▶ **READING PASSAGE**
:::::

Debunking the Myths about P2P

Peer to Peer Lending (or P2P as it is more commonly known) is the process of connecting people who want to invest money (Lenders) with people who have a need and are looking to borrow money (Borrowers). The process is achieved by leveraging cutting-edge technology and efficient processes to deliver a superior experience to both Lenders and Borrowers. Carilend delivers this experience along with a robust level of screening, which includes identity checks, credit scoring and other assessments.

By connecting Lenders directly with Borrowers and keeping costs low via the use of technology, the investment returns are higher with Peer to Peer Lending as the savings are passed onto Lenders. A Lender's risk is mitigated to an extent by the process of spreading (or diversifying) the Lender's money across many small loans to many people as opposed to one loan/Borrower. At Carilend, we suggest that typically the Lender makes a minimum of 100 loans. This way a Lender who wants to invest BDS$10,000.00 would be lending $100.00 to 100 different Borrowers. Many Lender contributions are then matched together to fund one loan to the Borrower.

Since the introduction of P2P in the UK circa 2005, the industry has grown significantly around the world. The company that started P2P, Zopa, passed £2.8 billion in unsecured, consumer lending in October 2017. Naturally, with anything new, there are always misconceptions, and this article sets out to dispel some of the myths about P2P.

Similar to any other new products or services, many myths exist about P2P Lending. Here at Carilend, we are committed to providing information as part of an education process to dispel the myths and increase overall knowledge.


 

“You need a lot of money to start.”

In the case of some investments, there is a very high entry point threshold, which can make the investment prohibitive for many people. However, this is not the case when investing through Carilend. The smallest amount that you can lend to any one Borrower is BDS$25, and for a well-diversified portfolio, it is best practice to have at least 100 loans. Therefore, a well-diversified minimum investment of BDS$2500 is recommended.

 

“P2P lending is unprotected.”

All investments involve risk, and even deposits in the bank are only guaranteed up to the amount of any deposit protection scheme mandated by law. For example in Barbados, this limit is $25,000. While Peer to Peer investments are not protected by this scheme, there are many protections in place to help mitigate the risks involved.

The main risk associated with P2P is the risk that Borrowers don’t pay, but there are many steps to mitigate this risk. First, we only approve loans for creditworthy applicants, and all applications are subjected to rigorous scrutiny, as described in other posts on this blog. Second, Lender funds are diversified among many loans/Borrowers. Third, Borrowers are required to pay into a Reserve Fund, which is to help protect Lenders’ investments. If a Borrower defaults, Lenders will be paid out of the Reserve Fund until the Borrower brings the loan up to date. While loans are not guaranteed by the Fund, it will help minimize the impact of loans that default. As with all investments, your capital is at risk. But by building up and monitoring this Fund, we will help protect as many loans as possible.

:::::

▶ **RECORD LIST**
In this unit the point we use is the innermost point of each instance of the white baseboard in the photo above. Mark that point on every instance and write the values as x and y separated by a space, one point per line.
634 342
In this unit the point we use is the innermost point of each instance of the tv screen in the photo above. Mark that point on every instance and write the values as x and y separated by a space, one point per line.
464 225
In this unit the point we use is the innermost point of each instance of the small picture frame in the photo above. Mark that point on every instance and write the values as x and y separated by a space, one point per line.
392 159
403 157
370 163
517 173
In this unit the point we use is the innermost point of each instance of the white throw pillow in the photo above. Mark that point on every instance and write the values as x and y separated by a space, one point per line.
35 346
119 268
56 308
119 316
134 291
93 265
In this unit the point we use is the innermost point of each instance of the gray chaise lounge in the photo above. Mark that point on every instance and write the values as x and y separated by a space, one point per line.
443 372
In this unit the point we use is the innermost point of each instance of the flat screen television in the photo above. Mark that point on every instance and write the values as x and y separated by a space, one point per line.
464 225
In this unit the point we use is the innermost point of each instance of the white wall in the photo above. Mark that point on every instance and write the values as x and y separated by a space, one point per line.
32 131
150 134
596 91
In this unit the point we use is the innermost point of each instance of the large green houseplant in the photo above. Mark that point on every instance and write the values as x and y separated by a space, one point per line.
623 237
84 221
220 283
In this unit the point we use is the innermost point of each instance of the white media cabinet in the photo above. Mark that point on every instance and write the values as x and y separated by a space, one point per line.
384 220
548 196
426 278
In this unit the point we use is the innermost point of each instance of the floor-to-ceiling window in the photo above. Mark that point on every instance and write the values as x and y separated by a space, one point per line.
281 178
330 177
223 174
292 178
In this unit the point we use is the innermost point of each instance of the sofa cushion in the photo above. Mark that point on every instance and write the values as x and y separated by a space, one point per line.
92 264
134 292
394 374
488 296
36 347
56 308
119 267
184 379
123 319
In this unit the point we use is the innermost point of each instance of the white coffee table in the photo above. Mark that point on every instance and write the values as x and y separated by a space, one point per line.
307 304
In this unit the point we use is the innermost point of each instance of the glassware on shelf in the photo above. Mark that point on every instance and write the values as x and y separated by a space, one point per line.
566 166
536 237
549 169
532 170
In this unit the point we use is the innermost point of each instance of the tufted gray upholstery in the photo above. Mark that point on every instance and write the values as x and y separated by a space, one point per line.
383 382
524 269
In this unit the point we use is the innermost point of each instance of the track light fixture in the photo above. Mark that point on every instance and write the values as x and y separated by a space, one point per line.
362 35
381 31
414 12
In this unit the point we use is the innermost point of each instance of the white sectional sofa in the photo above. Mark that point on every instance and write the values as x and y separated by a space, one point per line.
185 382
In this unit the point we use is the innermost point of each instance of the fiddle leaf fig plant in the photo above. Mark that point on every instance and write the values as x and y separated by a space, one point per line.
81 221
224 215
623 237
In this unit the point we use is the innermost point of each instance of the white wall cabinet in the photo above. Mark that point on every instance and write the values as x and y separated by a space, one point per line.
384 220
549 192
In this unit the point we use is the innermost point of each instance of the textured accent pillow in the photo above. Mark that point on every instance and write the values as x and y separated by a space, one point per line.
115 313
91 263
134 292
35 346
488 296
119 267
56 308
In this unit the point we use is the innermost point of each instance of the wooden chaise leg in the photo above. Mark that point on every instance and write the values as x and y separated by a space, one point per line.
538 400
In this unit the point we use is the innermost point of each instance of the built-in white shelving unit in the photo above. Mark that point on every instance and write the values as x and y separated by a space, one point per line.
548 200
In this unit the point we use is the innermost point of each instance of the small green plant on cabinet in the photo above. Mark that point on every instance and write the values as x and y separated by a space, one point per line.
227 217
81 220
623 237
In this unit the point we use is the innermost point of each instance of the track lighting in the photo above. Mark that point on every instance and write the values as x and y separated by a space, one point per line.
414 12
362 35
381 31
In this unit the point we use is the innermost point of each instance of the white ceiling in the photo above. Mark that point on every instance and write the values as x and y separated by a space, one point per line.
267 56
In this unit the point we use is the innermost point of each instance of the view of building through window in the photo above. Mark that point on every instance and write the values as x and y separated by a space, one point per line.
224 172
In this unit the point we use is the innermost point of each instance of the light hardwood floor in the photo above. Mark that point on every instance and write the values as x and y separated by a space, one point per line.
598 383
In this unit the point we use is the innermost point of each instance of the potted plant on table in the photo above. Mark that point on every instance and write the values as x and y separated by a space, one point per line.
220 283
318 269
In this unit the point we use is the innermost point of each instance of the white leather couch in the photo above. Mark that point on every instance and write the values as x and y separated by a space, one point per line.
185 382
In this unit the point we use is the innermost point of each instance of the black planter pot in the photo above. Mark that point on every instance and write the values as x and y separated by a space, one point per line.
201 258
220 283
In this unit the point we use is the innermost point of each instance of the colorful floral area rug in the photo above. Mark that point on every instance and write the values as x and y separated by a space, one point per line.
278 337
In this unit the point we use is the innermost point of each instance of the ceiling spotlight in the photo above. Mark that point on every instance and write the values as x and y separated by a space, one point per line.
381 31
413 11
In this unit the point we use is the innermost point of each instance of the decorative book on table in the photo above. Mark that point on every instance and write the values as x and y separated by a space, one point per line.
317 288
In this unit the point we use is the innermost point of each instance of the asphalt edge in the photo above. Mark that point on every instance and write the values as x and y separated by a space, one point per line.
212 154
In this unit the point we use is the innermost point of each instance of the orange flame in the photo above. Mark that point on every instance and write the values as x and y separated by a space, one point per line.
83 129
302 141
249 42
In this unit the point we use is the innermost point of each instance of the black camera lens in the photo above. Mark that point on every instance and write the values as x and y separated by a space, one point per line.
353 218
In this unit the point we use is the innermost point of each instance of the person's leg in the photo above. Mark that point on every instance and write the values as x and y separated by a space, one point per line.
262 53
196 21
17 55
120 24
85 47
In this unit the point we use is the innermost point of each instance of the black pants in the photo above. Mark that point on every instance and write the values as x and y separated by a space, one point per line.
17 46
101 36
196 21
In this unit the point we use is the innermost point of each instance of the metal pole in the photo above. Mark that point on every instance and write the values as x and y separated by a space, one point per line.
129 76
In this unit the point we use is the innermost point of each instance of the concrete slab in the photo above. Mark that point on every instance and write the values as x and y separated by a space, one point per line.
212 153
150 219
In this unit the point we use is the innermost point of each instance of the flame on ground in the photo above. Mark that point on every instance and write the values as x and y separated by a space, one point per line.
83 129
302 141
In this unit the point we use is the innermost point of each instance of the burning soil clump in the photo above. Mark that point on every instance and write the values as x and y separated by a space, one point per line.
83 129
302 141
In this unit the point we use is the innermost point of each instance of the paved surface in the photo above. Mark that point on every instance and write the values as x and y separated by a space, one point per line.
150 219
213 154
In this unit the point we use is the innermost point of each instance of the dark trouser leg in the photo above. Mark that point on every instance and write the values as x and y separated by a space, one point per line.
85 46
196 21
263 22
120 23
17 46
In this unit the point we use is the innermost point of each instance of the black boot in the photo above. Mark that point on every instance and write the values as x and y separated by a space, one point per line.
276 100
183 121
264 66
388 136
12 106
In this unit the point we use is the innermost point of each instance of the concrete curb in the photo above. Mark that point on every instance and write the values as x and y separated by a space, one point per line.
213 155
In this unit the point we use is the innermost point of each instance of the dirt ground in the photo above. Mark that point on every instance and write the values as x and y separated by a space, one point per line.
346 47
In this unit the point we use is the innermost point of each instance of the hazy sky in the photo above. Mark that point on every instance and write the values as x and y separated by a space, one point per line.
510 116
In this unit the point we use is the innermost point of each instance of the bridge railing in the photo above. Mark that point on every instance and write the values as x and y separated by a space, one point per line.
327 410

:::::

Copy the stretch of the P2P lending article from "The main risk" through "loans as possible.".

▶ **THE SOLUTION**
The main risk associated with P2P is the risk that Borrowers don’t pay, but there are many steps to mitigate this risk. First, we only approve loans for creditworthy applicants, and all applications are subjected to rigorous scrutiny, as described in other posts on this blog. Second, Lender funds are diversified among many loans/Borrowers. Third, Borrowers are required to pay into a Reserve Fund, which is to help protect Lenders’ investments. If a Borrower defaults, Lenders will be paid out of the Reserve Fund until the Borrower brings the loan up to date. While loans are not guaranteed by the Fund, it will help minimize the impact of loans that default. As with all investments, your capital is at risk. But by building up and monitoring this Fund, we will help protect as many loans as possible.